*TASK REQUIREMENTS*
1. Rewrite the text on over-training and deviation, starting with "If a student" and going on through "to have deviated.", and replace "adverse effects" with "harmful effects" each time it appears.
2. Write the next part of the text on over-training and deviation, picking up after its final sentence.

*EXCERPTED TEXT*
OVER-TRAINING AND DEVIATION:
HOW TO PREVENT OR OVERCOME THEM

chi kung, qigong

Chi kung practice in Kuala Lumpur



Difference between Over-Training and Deviation

Over-training means excessive training, when the benefits derived from the training is more than the physical body can take. It usually results in over-cleansing, though over-building and over-nourishing may infrequently occur.

Practitioners must differentiate between over-training and deviation. Deviation results from wrong training. The two main causes of wrong training which results in deviation are tensing muscles and worrying. Deviation seldom occurs in our school.

How does one tell the difference btweeen over-training and deviation. An effective way is to examine the symptoms.

If a student first experiences benefits, then after some time he experiences adverse effects, he is likely to have over-trained. If he has not experienced benefits, but he experiences adverse effects, he is likely to have deviated.

The adverse effects are also different. In over-training, a practitioner finds that the stuff that caused his blockage, like toxic waste, rashes, pimples, and smells, is coming out too quickly for his comfort. This may cause pain, but the pain is quite different from that of deviation.

It may also be excessive cleansing of negative emotions. The practitioner may experience anxiety, fear, grief and other negative emotions. These negative emotions from over-training are also different from feeling of nausea or oppression from deviation, but the difference is subtler.

How to Overcome Over-Training

What should one do when he has over-trained.?

Here are some effective methods:

  1. Reduce the time of training.
  2. Reduce the intensity of training.
  3. Stop training for some time if necessary.
  4. Spend the excessive energy wholesomely, like spending time with parents and friends, engaging more in out-door activities, performing kungfu sets or combat sequences, and playing games.

As mentioned earlier, deviation seldom happens in our school. The very fact that our students can practice internal arts, means that they can enter into silence. The two requirements for entering silence are not thinking of irrelevant thoughts and not tensing muscles. You may now realize why not worrying and not intellectualizing are the first two of our three golden rules of practice.

*RECORDS*
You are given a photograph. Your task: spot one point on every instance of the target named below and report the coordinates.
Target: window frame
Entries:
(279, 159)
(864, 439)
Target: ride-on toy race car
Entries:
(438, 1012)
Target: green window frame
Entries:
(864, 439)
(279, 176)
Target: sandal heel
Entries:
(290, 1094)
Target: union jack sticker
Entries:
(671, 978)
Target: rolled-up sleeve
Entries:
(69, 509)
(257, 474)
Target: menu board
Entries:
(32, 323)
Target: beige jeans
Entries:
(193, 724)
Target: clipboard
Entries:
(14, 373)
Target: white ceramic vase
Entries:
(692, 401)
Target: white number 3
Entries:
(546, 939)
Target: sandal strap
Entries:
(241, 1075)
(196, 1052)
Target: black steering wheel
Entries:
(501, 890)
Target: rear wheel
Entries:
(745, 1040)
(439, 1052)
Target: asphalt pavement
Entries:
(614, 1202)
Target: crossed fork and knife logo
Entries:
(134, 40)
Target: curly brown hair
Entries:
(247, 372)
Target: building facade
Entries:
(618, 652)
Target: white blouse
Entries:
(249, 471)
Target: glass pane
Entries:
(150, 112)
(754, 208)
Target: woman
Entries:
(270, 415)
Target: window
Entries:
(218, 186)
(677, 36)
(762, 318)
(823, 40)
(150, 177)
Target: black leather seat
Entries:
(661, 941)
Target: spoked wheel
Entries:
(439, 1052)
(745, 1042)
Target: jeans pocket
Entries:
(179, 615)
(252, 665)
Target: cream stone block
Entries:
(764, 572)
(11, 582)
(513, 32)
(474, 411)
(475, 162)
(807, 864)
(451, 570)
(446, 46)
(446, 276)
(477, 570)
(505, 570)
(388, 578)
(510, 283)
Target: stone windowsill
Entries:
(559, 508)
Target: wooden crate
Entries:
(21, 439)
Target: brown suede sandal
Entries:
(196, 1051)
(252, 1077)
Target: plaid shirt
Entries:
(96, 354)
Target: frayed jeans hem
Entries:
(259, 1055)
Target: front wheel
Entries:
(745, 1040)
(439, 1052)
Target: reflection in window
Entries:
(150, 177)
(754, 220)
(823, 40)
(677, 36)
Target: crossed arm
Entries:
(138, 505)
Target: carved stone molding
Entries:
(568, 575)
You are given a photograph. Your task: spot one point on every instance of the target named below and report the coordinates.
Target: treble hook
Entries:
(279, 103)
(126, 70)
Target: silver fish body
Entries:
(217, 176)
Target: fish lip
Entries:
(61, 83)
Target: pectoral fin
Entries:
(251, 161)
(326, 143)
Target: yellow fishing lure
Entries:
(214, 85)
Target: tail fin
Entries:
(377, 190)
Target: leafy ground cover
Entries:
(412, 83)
* * *
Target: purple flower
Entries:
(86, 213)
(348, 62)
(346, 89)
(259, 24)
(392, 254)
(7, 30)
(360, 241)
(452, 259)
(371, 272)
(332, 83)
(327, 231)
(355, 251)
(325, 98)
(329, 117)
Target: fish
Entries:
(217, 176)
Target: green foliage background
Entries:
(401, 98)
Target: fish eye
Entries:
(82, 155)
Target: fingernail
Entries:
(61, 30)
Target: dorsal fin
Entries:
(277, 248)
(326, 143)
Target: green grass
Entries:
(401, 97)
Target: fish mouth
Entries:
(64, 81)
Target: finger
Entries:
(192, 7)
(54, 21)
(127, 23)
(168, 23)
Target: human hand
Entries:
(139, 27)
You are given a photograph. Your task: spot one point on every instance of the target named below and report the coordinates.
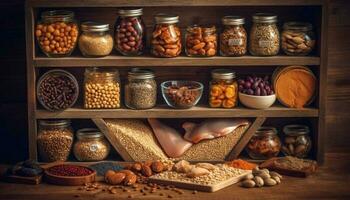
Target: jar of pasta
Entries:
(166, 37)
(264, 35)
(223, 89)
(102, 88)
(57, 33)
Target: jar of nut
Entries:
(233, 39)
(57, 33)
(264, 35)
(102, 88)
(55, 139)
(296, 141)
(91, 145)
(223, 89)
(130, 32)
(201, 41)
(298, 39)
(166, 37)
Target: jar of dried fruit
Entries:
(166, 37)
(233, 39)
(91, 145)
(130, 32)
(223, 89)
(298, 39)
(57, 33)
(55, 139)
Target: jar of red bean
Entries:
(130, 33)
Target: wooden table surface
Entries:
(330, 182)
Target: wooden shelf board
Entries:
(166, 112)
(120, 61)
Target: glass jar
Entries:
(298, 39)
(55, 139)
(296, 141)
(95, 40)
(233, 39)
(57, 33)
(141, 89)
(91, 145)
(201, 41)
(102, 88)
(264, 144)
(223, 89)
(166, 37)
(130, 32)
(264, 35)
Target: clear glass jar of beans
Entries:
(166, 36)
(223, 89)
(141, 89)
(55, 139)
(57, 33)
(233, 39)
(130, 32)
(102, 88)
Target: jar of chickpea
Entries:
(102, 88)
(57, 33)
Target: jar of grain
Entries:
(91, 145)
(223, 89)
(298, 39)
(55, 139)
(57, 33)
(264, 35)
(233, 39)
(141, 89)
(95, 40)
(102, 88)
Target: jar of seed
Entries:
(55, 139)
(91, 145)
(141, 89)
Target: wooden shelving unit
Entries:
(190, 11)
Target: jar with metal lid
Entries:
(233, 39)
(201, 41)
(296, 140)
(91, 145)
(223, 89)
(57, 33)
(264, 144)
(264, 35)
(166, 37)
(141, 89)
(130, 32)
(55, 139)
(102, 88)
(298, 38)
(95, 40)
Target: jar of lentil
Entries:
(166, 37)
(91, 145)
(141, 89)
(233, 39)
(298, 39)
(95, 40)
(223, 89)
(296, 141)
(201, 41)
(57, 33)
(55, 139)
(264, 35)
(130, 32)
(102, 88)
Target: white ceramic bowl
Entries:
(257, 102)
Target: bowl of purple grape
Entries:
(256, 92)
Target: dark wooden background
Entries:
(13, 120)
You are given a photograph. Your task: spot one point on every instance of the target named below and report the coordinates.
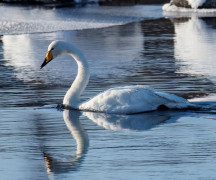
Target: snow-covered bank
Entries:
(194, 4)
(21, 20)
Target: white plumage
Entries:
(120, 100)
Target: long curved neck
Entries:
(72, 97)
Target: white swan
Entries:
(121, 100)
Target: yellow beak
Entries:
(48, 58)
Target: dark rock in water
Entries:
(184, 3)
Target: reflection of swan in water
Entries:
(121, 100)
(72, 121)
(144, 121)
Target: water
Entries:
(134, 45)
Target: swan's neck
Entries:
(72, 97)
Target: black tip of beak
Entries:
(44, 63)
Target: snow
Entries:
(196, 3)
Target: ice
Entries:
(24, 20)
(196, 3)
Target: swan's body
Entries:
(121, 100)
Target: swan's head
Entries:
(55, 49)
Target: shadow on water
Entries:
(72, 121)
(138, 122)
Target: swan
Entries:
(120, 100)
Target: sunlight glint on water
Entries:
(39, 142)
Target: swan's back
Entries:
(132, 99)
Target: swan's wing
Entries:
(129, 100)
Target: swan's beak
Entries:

*RESULTS FOR EACH TASK*
1.
If a student first experiences benefits, then after some time he experiences harmful effects, he is likely to have over-trained. If he has not experienced benefits, but he experiences harmful effects, he is likely to have deviated.

2.
How to Overcome Deviation

There are two reasons why people practice internal arts wrongly. One, they stress their mind. Two, they tense their muscles. So, to overcome deviation, just be relaxed mentally and physically.

It may be a big surprise to many people that no matter what action they perform, so long as they relax their mind and body, they will have some effects of internal arts. Of course, for most people, the effects are minimal. However, if they choose special methods, like the internal art methods we use in our school, they will have better results in shorter time.

In our school we have the magic of chi flow. Even when students made mistakes in their practice, their chi flow will wash away any adverse effects due to their mistakes. Here, mistakes refer to those made due to carelessness or forgetfulness. If they consciously go against instructions, like they worry despite knowing not to, they are only asking for trouble. It is best they don’t train our arts.

How to Prevent Over-Training

Prevention is better than cure. An excellent way to prevent over-training is not to progress too fast, or to progress according to what your body can handle. As a general rule, if practitioners can get 30% of what they got in my intensive or regional courses, they would have done very well. I repeat: if practitioners can get 30% of what they got in my intensive or regional courses, they will have done very well.

I have mentioned a few times, and I mean it seriously, what I could achieve in one year at the time when I was already a grandmaster at Shaolin Wahnam Association, a typical Shaolin Wahnam Institute student now can achieve in one month. It took me about 30 years to become a grandmaster, not only in name but acknowledged by the public to have a grandmaster’s level.

If a student now works at 30%, he can attain my level as a grandmaster in 10 years. This means his solo performance is beautiful to watch, he is healthy and full of vitality, and he can defeat masters of any martial art quite comfortably. More significantly he is peaceful and happy every day.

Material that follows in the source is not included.